**Dataset records about object locations**

═══

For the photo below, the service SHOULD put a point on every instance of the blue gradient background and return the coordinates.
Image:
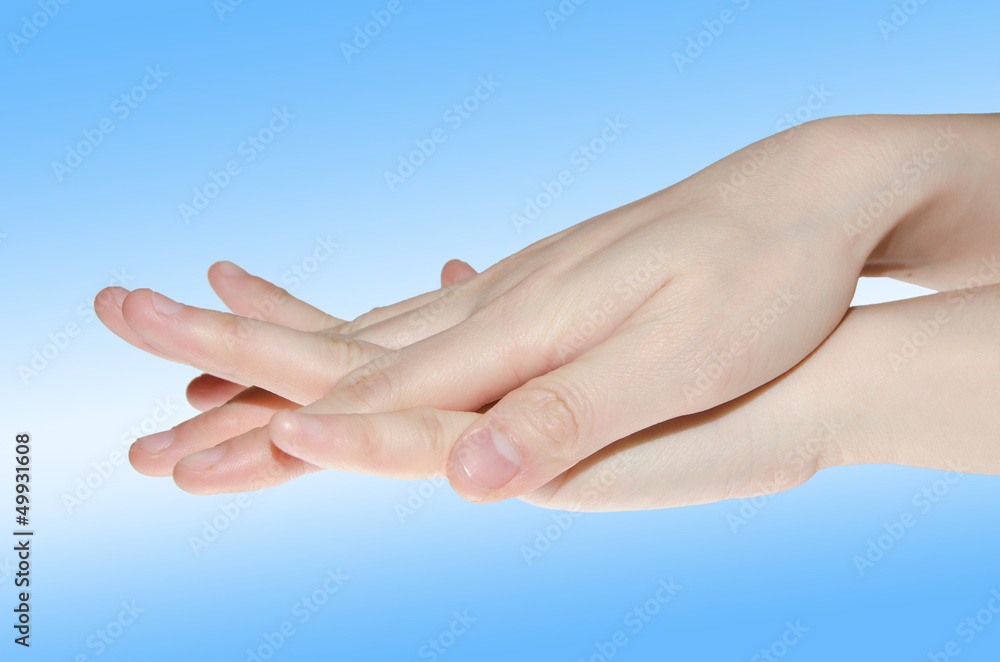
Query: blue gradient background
(323, 176)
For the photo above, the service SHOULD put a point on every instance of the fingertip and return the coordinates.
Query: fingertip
(481, 463)
(455, 271)
(110, 297)
(226, 269)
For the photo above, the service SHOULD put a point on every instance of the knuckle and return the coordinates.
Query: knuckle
(367, 447)
(556, 412)
(362, 321)
(338, 355)
(371, 387)
(430, 427)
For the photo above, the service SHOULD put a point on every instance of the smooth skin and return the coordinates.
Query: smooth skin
(604, 330)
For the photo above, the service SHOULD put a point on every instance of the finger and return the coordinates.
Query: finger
(245, 463)
(253, 297)
(208, 391)
(409, 444)
(157, 454)
(455, 271)
(412, 444)
(296, 365)
(108, 306)
(554, 421)
(517, 336)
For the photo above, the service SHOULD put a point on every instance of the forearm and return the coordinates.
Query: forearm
(939, 204)
(922, 388)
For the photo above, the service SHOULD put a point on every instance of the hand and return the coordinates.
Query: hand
(857, 399)
(915, 199)
(230, 407)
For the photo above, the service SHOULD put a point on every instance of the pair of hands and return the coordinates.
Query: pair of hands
(651, 356)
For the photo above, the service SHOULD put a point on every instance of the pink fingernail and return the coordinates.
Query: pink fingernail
(204, 459)
(227, 268)
(156, 443)
(488, 459)
(165, 305)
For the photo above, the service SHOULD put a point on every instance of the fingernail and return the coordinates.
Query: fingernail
(488, 459)
(227, 268)
(156, 443)
(204, 459)
(165, 305)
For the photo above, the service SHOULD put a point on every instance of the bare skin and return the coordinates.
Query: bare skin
(604, 353)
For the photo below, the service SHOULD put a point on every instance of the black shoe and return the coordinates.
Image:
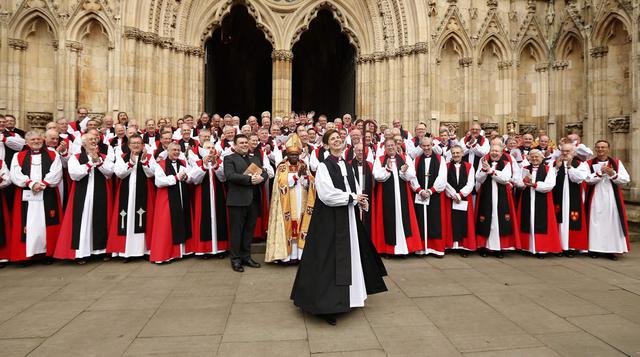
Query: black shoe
(237, 266)
(251, 263)
(330, 319)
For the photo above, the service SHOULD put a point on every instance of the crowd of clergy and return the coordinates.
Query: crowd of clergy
(156, 189)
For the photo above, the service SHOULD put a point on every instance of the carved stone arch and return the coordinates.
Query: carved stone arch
(564, 46)
(22, 25)
(460, 47)
(538, 50)
(530, 33)
(499, 45)
(603, 27)
(452, 27)
(303, 19)
(210, 16)
(78, 26)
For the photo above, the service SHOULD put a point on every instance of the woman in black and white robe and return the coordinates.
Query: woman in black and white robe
(340, 266)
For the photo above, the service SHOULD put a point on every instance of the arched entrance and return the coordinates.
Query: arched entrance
(238, 67)
(324, 69)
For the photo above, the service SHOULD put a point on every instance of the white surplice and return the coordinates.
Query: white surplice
(77, 172)
(135, 243)
(334, 197)
(36, 237)
(381, 174)
(605, 229)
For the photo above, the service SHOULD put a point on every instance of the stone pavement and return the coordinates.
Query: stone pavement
(518, 306)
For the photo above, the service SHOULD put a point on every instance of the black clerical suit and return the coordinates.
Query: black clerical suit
(243, 200)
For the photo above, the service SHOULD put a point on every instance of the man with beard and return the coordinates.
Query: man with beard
(496, 227)
(85, 227)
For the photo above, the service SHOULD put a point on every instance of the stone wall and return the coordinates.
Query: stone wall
(520, 65)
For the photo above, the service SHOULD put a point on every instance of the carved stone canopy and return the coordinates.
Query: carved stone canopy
(487, 127)
(573, 128)
(39, 120)
(619, 124)
(528, 129)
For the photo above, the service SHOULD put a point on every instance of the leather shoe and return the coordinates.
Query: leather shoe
(236, 266)
(251, 263)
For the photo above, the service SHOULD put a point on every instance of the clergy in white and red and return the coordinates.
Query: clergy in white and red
(85, 227)
(458, 205)
(395, 228)
(568, 201)
(608, 226)
(172, 215)
(210, 223)
(5, 216)
(538, 225)
(132, 218)
(496, 223)
(429, 184)
(37, 212)
(475, 146)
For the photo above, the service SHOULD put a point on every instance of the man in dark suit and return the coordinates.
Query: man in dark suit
(243, 200)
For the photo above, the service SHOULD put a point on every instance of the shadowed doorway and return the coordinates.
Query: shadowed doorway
(238, 67)
(324, 69)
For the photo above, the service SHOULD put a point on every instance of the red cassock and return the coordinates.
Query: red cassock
(165, 245)
(262, 223)
(436, 230)
(69, 232)
(384, 191)
(202, 241)
(117, 235)
(53, 210)
(456, 220)
(5, 223)
(545, 230)
(509, 229)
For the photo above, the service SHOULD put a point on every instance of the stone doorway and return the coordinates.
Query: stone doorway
(324, 69)
(238, 67)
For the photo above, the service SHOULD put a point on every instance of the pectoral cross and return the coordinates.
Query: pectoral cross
(123, 214)
(140, 212)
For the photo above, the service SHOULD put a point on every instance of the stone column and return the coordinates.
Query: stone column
(282, 73)
(15, 76)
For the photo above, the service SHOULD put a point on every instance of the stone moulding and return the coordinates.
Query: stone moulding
(152, 38)
(619, 124)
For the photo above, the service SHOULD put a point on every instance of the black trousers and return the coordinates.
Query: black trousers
(242, 223)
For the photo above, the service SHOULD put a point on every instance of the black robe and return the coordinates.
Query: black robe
(324, 275)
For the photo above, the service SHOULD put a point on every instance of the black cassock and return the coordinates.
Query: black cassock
(324, 275)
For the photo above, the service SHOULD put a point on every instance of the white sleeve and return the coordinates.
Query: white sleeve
(78, 171)
(410, 174)
(122, 169)
(578, 174)
(15, 143)
(107, 167)
(380, 173)
(441, 181)
(549, 182)
(328, 194)
(466, 190)
(622, 176)
(6, 178)
(502, 176)
(17, 177)
(162, 180)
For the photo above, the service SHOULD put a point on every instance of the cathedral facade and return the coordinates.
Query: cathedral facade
(513, 65)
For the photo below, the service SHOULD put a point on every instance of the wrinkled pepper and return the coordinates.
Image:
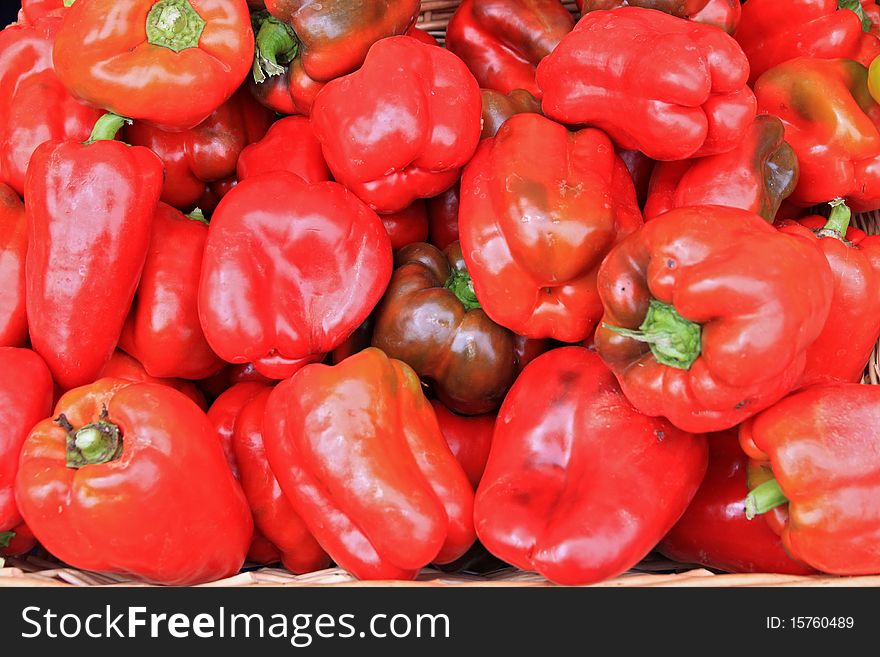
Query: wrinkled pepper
(714, 531)
(531, 246)
(503, 41)
(579, 485)
(772, 32)
(431, 320)
(90, 208)
(169, 63)
(163, 330)
(129, 478)
(389, 498)
(26, 392)
(651, 76)
(695, 331)
(290, 270)
(757, 175)
(831, 122)
(842, 350)
(401, 127)
(816, 478)
(205, 154)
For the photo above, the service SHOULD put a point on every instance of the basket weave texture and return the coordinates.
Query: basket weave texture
(655, 571)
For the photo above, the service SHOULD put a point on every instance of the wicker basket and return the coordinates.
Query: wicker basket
(654, 571)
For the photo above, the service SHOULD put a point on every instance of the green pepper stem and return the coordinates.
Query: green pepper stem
(106, 127)
(94, 444)
(674, 340)
(276, 46)
(765, 497)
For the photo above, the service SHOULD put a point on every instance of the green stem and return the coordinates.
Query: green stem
(106, 127)
(94, 444)
(175, 25)
(765, 497)
(276, 46)
(461, 285)
(674, 340)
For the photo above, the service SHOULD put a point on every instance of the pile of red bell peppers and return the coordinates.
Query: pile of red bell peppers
(290, 281)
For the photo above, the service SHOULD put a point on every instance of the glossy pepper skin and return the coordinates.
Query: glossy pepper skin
(13, 248)
(831, 122)
(714, 531)
(273, 515)
(26, 391)
(129, 478)
(90, 207)
(290, 270)
(34, 105)
(820, 449)
(842, 350)
(422, 107)
(204, 154)
(169, 63)
(694, 331)
(772, 32)
(390, 498)
(163, 331)
(651, 75)
(757, 175)
(431, 320)
(580, 486)
(289, 145)
(724, 14)
(538, 278)
(469, 438)
(503, 41)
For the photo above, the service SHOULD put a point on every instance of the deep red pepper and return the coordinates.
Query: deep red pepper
(204, 154)
(26, 392)
(163, 330)
(568, 453)
(13, 248)
(714, 531)
(170, 63)
(90, 207)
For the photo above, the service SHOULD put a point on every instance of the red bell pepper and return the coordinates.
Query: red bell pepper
(757, 175)
(724, 14)
(772, 32)
(580, 486)
(289, 145)
(503, 41)
(290, 270)
(13, 248)
(169, 63)
(129, 478)
(842, 350)
(90, 207)
(443, 217)
(818, 451)
(408, 226)
(695, 331)
(273, 515)
(163, 330)
(26, 391)
(390, 498)
(832, 123)
(401, 127)
(681, 78)
(531, 246)
(469, 438)
(207, 153)
(34, 105)
(714, 531)
(123, 366)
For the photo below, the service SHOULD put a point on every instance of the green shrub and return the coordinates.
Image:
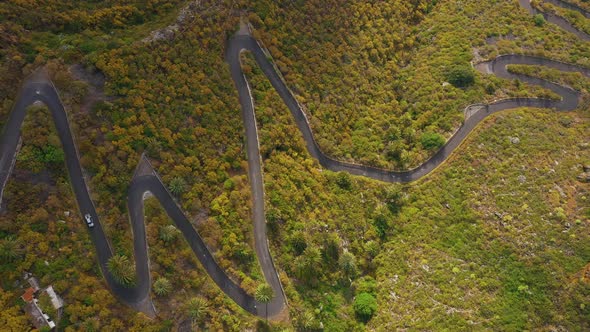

═══

**REQUIRED TASK**
Pull out every line of the data above that contains the string "cross", treating uppercase and lowercase as different.

**RESPONSE BELOW**
For the photo above, the service SHOULD put a point on every instance of the pectoral cross and return the coordinates.
Query: pectoral cross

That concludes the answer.